───── EXERCISE MATERIALS ─────
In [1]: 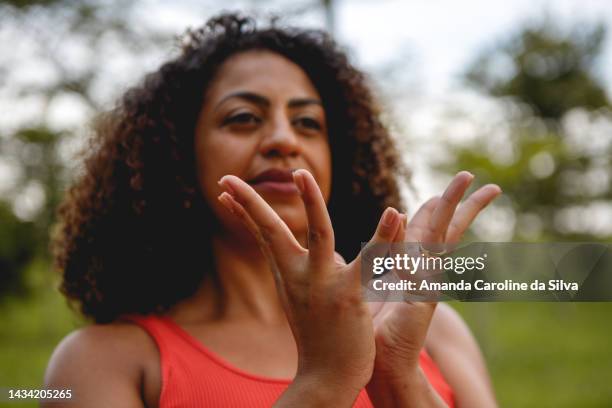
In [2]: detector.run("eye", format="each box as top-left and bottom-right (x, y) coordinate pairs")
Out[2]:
(293, 117), (323, 131)
(222, 112), (261, 127)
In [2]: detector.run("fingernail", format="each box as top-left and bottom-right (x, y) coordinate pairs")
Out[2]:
(218, 176), (235, 196)
(489, 184), (502, 194)
(382, 208), (397, 227)
(293, 170), (305, 195)
(456, 170), (473, 179)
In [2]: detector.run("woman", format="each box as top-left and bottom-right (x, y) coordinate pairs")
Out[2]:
(45, 13), (501, 407)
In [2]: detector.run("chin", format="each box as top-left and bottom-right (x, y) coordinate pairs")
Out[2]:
(271, 203), (307, 236)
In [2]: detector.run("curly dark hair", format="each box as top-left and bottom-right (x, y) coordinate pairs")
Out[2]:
(53, 13), (408, 323)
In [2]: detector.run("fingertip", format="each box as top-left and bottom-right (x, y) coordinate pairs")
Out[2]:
(217, 191), (236, 213)
(218, 191), (232, 201)
(292, 169), (305, 195)
(480, 183), (502, 196)
(456, 170), (474, 181)
(489, 184), (503, 195)
(294, 169), (326, 205)
(393, 213), (407, 243)
(218, 175), (238, 195)
(294, 168), (316, 187)
(381, 207), (398, 227)
(293, 168), (311, 178)
(376, 208), (402, 242)
(218, 174), (232, 185)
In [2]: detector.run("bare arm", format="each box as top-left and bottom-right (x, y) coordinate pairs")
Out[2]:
(42, 325), (149, 408)
(426, 303), (497, 408)
(365, 303), (497, 408)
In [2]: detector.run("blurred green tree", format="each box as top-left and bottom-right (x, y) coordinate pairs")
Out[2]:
(466, 21), (609, 119)
(0, 202), (37, 293)
(445, 20), (611, 242)
(0, 0), (173, 297)
(0, 127), (62, 295)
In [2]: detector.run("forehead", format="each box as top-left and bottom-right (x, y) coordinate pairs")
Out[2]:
(205, 50), (321, 102)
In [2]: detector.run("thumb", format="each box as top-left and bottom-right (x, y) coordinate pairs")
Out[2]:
(367, 206), (403, 245)
(350, 207), (402, 273)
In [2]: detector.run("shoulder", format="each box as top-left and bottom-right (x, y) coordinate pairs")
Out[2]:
(43, 322), (158, 407)
(426, 303), (498, 407)
(426, 303), (476, 350)
(425, 303), (485, 369)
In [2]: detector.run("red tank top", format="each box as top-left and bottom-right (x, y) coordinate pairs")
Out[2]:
(125, 314), (454, 407)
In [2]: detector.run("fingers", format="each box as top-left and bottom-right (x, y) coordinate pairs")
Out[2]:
(393, 213), (407, 243)
(218, 192), (265, 246)
(293, 169), (335, 266)
(217, 191), (291, 309)
(372, 207), (403, 243)
(219, 170), (338, 274)
(352, 207), (402, 271)
(218, 175), (304, 268)
(445, 184), (502, 244)
(421, 171), (474, 246)
(405, 197), (440, 242)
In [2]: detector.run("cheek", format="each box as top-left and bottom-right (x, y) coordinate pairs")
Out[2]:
(309, 141), (332, 201)
(194, 135), (256, 235)
(321, 162), (332, 201)
(195, 133), (252, 203)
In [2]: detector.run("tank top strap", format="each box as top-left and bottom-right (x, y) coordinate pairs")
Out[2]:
(122, 314), (173, 354)
(121, 313), (186, 406)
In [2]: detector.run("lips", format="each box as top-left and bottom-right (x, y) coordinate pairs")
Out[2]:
(249, 168), (295, 184)
(248, 168), (299, 194)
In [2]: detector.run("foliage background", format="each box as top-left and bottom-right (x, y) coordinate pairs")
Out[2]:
(1, 1), (611, 406)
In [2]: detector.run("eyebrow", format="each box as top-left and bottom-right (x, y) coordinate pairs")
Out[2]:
(214, 91), (322, 111)
(288, 98), (322, 108)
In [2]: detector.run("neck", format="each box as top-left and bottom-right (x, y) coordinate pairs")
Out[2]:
(170, 227), (307, 326)
(213, 233), (286, 323)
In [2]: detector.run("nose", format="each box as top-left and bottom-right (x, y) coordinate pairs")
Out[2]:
(259, 115), (301, 159)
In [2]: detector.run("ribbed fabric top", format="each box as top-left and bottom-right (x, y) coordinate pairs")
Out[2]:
(125, 314), (455, 407)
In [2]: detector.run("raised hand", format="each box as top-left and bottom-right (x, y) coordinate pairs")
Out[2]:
(366, 172), (501, 406)
(217, 169), (404, 406)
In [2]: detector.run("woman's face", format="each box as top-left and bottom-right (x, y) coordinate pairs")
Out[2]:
(195, 50), (331, 238)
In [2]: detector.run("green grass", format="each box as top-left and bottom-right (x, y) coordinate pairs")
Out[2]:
(0, 290), (80, 389)
(1, 278), (612, 407)
(0, 262), (83, 408)
(454, 302), (612, 407)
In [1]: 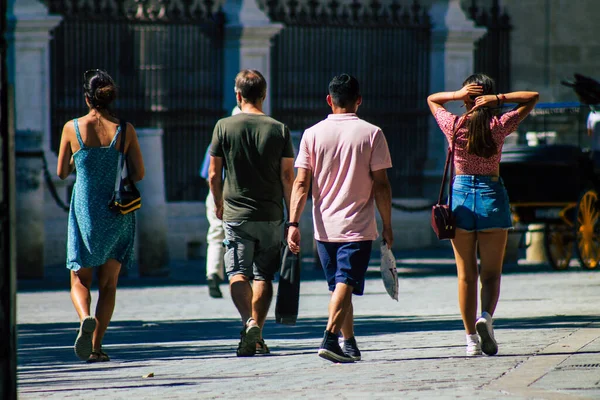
─────
**WHAT THE EXERCISE ASKS:**
Repeat the records word for word and drop any pictures.

**ANSWER SPACE:**
In [1]: 
In [2]: detector.run("eye", format="each box as top-left and bottom-right (x, y) coordinate pairs")
Out[2]:
(293, 117), (323, 131)
(222, 112), (261, 127)
In [2]: detector.run("fingernail", format="each box as top-left and bottom-right (x, y) coordinate pairs")
Out[2]:
(218, 176), (235, 196)
(489, 184), (502, 194)
(382, 208), (397, 227)
(293, 170), (305, 195)
(456, 170), (473, 179)
In [2]: detector.run("woman", format="each box as top-left and bottom-right (x, y) coordinate pairs")
Out[2]:
(45, 13), (501, 407)
In [2]: detector.run("chin", format="each box as top-left and bottom-right (x, y) coordinate pairs")
Out[2]:
(271, 203), (307, 236)
In [2]: detector.run("curly dark hair", format="each box as top-left and bottom-right (x, y) coordinate pairs")
Out[2]:
(53, 13), (408, 323)
In [2]: detector.run("fingertip", format="each box as top-left and bottom-right (x, y) coordinate pairs")
Out[2]:
(217, 191), (236, 213)
(218, 191), (232, 201)
(292, 169), (305, 195)
(480, 183), (502, 196)
(456, 170), (474, 181)
(489, 184), (503, 195)
(294, 169), (326, 205)
(393, 213), (407, 243)
(218, 175), (238, 195)
(294, 168), (316, 187)
(381, 207), (398, 227)
(293, 168), (311, 178)
(376, 208), (402, 242)
(218, 174), (232, 185)
In [2]: detector.run("bare arm", format="each box as top-left and bottom-right (x, y) coordinate pairs")
Out[2]:
(42, 325), (149, 408)
(426, 303), (497, 408)
(365, 303), (497, 408)
In [2]: detector.run("blurred green tree", format="each box as top-left and bottom-right (x, y) coordinate pairs")
Out[2]:
(466, 21), (609, 119)
(0, 202), (37, 293)
(445, 20), (611, 242)
(0, 0), (173, 297)
(0, 127), (62, 295)
In [2]: detector.run("forehead", format="each box as top-left and bottom-right (x, y) coordinate pairs")
Out[2]:
(205, 50), (321, 102)
In [2]: detector.run("thumb", format="each box as top-left and bottom-right (x, y) coordinate pairs")
Out[2]:
(367, 206), (403, 245)
(350, 207), (402, 273)
In [2]: detector.run("shoulder", format="each box as top-left and bottom-right (x, y) coordinate pairs")
Out[2]:
(43, 322), (158, 407)
(426, 303), (498, 407)
(426, 303), (476, 350)
(425, 303), (485, 369)
In [2]: detector.run("red tank top", format="each box as top-left and bottom-right (x, y) coordinate pairs")
Out[2]:
(125, 314), (454, 407)
In [2]: detector.run("fingers", format="each box as top-left and bottom-right (x, y) coordinate pairs")
Out[2]:
(393, 213), (407, 243)
(218, 192), (265, 246)
(293, 169), (335, 266)
(217, 191), (291, 309)
(372, 207), (403, 243)
(219, 170), (338, 274)
(352, 207), (402, 271)
(218, 175), (304, 268)
(445, 184), (502, 244)
(421, 171), (474, 246)
(405, 197), (440, 242)
In [2]: detector.run("cheek", format="each box as top-left and bottom-right (x, y) coordinate pairs")
Out[2]:
(309, 141), (332, 201)
(194, 135), (256, 235)
(321, 162), (332, 201)
(195, 133), (252, 203)
In [2]: detector.run("tank top strap", format="each box as top-left and bottom-right (x, y) coordinate pairs")
Out[2]:
(122, 314), (173, 354)
(121, 313), (186, 406)
In [2]: detector.run("lips", format="each box as top-left and bottom-right (x, y) coordinate pairs")
Out[2]:
(249, 168), (295, 184)
(248, 168), (299, 194)
In [2]: detector.run("foliage background", format="each box as top-left and bottom-right (x, y) coordinate pairs")
Out[2]:
(1, 1), (611, 406)
In [2]: detector.run("eyebrow", format="each box as top-left and bottom-right (x, y) coordinate pairs")
Out[2]:
(214, 91), (322, 111)
(288, 98), (322, 108)
In [2]: detector.run("neck", format="each box as top-left and bottom-right (x, y) coordinate pairs")
Out[2]:
(170, 227), (307, 326)
(213, 233), (286, 323)
In [2]: detector.run("nose", format="each box as top-left and bottom-right (x, y) coordinate pairs")
Out[2]:
(259, 115), (301, 159)
In [2]: detector.run("ribbed fabric top", format="each box as top-left and bottom-right (x, y) coordinate pairs")
Out[2]:
(125, 314), (455, 407)
In [2]: detector.run("raised hand", format="each box as top-left and bottom-right (x, y) coordinate pairs")
Out[2]:
(366, 172), (501, 406)
(217, 169), (404, 406)
In [2]: detector.run("woman's face", format="each box as top-left and bottom-right (x, y) coordinate pairs")
Out[2]:
(195, 50), (331, 238)
In [2]: detector.run("green grass", format="each box as top-left and bottom-right (x, y) coordinate pairs")
Out[2]:
(0, 290), (80, 389)
(1, 278), (612, 407)
(0, 262), (83, 408)
(454, 302), (612, 407)
In [1]: 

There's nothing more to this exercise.